Everything below from the line with "Where can you find the blue shirt" to the last line, both included, is to be written out exactly, with nothing added.

════════════════

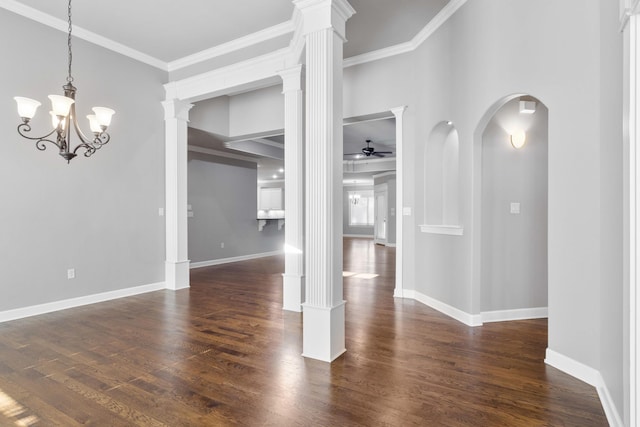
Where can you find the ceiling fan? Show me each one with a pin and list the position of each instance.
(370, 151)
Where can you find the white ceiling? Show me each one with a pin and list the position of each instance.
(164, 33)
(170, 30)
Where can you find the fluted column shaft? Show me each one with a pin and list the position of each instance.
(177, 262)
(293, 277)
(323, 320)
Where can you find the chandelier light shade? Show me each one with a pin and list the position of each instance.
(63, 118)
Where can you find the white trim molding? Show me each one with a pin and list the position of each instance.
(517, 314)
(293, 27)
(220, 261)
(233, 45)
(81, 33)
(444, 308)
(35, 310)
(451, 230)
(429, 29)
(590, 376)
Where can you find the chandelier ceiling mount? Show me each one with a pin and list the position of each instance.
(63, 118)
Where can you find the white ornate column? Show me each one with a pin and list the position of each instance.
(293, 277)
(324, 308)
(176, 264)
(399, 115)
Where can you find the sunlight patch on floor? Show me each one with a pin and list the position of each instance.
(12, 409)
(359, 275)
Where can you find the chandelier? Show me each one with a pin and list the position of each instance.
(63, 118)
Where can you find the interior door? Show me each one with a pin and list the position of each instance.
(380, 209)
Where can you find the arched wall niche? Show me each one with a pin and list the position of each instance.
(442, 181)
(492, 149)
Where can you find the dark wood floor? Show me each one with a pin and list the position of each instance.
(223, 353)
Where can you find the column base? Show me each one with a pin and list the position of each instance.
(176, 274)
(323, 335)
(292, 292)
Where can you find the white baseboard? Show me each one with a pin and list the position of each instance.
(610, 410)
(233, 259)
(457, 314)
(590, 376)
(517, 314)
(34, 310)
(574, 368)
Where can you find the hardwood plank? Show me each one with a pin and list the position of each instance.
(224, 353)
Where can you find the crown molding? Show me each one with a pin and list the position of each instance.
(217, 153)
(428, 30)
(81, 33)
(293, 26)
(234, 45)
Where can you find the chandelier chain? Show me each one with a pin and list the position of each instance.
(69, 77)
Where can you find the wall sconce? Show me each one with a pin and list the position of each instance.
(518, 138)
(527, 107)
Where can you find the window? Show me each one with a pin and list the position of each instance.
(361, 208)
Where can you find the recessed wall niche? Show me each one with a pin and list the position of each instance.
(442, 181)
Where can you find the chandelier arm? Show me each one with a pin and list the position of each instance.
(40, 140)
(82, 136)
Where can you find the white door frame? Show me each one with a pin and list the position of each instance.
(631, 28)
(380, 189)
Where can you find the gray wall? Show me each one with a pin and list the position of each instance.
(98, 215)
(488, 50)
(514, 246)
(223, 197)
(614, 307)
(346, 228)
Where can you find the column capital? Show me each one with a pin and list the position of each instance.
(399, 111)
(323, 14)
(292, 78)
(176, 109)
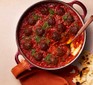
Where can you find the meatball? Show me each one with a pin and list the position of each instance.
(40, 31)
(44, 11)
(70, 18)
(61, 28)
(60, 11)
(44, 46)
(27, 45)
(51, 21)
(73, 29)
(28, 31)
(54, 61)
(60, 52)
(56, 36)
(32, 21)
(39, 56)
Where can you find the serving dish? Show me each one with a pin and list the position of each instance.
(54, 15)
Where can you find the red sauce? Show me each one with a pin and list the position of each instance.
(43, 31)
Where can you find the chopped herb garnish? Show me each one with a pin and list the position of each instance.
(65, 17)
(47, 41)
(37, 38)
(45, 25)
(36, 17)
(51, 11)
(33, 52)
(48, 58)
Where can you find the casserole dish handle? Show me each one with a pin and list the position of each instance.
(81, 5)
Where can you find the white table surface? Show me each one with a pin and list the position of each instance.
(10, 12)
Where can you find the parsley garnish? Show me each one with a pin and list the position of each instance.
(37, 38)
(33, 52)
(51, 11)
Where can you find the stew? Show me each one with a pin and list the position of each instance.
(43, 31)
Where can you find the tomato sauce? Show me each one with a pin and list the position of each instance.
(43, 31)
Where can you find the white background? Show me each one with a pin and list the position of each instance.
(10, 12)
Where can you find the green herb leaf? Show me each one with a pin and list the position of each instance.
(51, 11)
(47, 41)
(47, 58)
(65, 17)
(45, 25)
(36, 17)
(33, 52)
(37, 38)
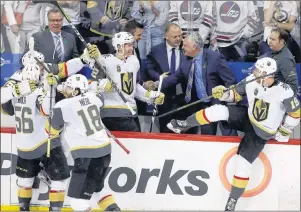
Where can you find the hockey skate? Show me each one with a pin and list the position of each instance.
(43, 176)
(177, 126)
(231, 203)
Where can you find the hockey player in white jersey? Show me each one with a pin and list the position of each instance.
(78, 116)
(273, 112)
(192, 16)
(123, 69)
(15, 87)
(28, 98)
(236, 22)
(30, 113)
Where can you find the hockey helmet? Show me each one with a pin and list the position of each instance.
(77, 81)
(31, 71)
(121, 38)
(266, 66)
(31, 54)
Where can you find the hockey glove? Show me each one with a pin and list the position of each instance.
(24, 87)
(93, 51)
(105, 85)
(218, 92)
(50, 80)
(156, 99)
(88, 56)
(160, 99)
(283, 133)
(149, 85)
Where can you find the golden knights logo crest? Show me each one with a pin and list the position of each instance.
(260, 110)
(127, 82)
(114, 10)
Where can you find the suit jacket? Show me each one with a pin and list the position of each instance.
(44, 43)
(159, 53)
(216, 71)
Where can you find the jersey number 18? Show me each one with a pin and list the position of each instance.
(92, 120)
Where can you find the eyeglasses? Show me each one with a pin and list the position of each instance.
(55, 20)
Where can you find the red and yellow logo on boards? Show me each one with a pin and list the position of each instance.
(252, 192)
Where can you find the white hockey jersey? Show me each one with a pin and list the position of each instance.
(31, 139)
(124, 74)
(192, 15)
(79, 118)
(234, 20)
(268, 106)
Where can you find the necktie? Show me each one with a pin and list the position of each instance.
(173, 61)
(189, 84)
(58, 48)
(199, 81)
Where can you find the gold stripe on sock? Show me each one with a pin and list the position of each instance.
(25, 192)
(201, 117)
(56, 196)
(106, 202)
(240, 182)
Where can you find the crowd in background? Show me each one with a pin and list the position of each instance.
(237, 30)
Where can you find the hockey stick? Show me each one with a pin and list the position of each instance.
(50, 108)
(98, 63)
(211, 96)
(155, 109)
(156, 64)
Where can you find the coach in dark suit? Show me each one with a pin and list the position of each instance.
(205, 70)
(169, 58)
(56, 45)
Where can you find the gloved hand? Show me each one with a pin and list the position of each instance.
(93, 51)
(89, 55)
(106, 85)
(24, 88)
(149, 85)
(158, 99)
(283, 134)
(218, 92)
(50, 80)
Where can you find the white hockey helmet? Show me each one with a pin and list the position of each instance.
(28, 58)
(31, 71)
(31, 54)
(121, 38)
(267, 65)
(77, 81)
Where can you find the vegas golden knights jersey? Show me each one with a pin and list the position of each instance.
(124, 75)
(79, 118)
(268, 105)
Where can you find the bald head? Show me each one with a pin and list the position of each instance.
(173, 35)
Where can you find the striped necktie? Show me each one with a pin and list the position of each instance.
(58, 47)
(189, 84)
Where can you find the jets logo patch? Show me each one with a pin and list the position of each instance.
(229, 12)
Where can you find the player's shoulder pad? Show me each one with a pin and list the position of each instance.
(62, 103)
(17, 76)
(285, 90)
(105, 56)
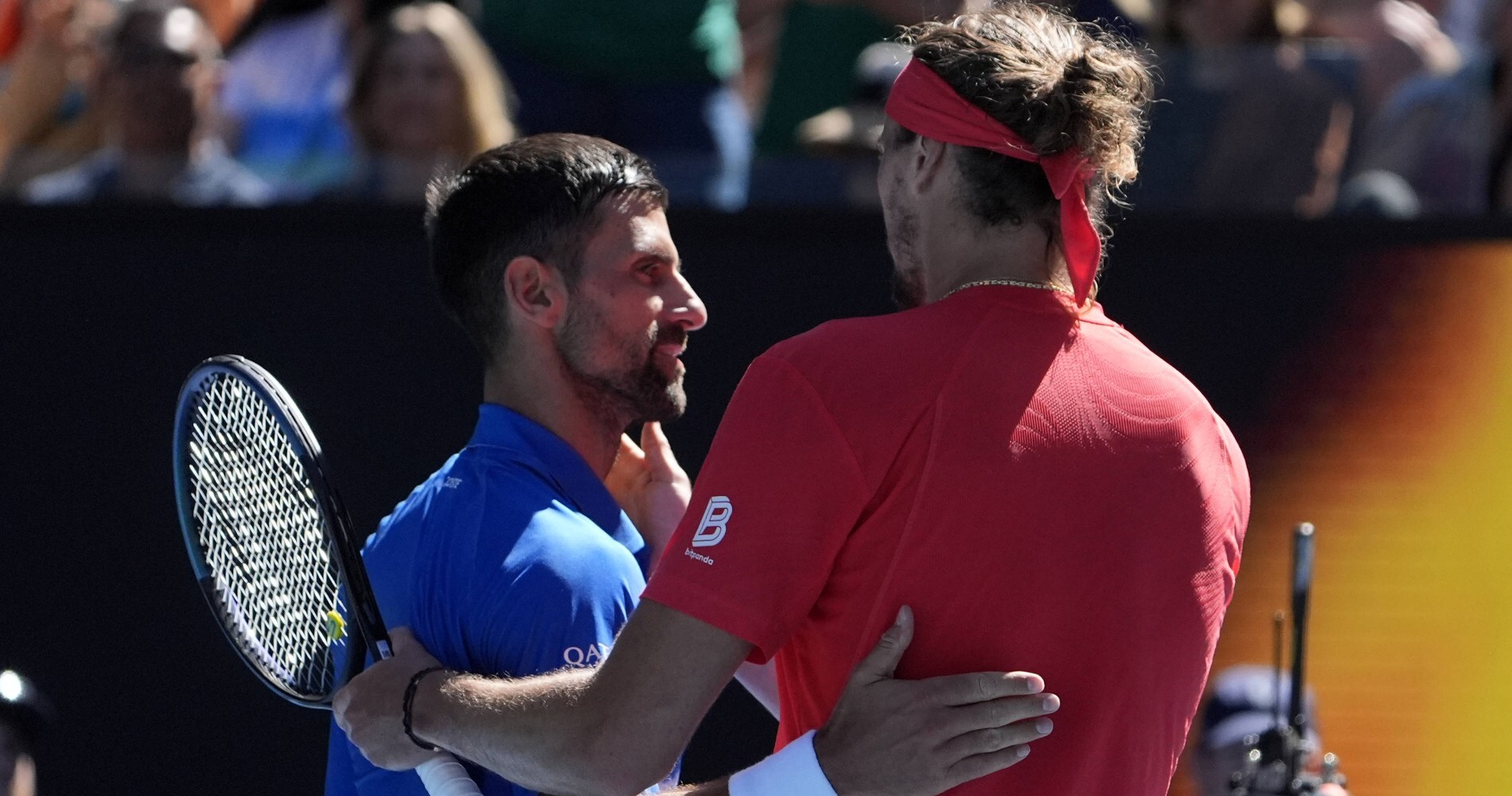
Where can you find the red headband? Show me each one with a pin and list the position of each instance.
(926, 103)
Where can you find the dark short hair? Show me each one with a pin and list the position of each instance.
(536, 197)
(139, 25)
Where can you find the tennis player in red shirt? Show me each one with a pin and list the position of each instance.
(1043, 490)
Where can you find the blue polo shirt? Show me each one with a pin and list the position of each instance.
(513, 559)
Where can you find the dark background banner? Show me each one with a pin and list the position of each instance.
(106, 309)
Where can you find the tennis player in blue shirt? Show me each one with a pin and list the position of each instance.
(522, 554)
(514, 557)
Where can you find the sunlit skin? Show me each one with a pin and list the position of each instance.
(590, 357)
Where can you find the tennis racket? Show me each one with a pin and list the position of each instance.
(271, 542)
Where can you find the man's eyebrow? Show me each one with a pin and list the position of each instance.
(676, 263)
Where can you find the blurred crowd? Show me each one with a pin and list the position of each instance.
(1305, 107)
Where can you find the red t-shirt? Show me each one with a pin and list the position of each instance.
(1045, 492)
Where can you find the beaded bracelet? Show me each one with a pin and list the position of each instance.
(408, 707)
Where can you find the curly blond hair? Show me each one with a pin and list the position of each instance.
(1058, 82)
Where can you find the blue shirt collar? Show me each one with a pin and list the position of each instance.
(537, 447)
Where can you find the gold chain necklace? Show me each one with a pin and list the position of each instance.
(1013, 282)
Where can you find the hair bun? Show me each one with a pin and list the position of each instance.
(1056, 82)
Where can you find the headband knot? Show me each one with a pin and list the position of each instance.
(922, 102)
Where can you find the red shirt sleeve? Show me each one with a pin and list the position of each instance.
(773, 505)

════════════════

### Solution to the problem
Where can you find the blue shirt collar? Show me each one with a pin and list the position of each instance.
(537, 447)
Where can you find the gold chain necklace? Show me each one with a pin and list the position of each instance.
(1013, 282)
Where can you find the hair bun? Show me each one with a pin and list the position of each instance.
(1056, 82)
Where can you find the headband knot? Show me each one with a pin and list the position of each instance.
(922, 102)
Where can you find the red shirt sleeve? Show me each one with a pin and list the position of each instance.
(773, 505)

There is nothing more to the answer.